WHAT IS NEEDED:
Filter the material below down to the lines containing the word "photo".

EXERCISE MATERIAL:
=-=-=-=-=

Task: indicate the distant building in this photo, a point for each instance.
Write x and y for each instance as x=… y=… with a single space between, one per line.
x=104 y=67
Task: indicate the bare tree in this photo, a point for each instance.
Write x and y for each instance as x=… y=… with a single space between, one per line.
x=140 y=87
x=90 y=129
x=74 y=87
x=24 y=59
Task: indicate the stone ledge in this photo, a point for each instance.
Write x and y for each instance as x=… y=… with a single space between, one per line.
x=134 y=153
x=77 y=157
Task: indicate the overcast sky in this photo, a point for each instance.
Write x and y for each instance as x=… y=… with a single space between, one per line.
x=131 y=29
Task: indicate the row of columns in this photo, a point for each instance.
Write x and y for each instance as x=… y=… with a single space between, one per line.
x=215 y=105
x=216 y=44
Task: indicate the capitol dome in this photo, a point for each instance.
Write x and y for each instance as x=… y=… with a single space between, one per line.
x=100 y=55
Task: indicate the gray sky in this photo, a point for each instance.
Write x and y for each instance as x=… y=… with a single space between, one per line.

=-=-=-=-=

RESULT:
Task: indicate the distant building in this photo, a point for each instance.
Task: indicate the bare tree in this photo, a point for each instance.
Task: indicate the stone ledge in this photo, a point for each instance.
Task: indicate the overcast sky in this photo, a point for each instance.
Task: indicate the row of columns in this photo, a point for each instance.
Task: indicate the capitol dome in this photo, a point for each instance.
Task: indicate the gray sky in this photo, a point for each instance.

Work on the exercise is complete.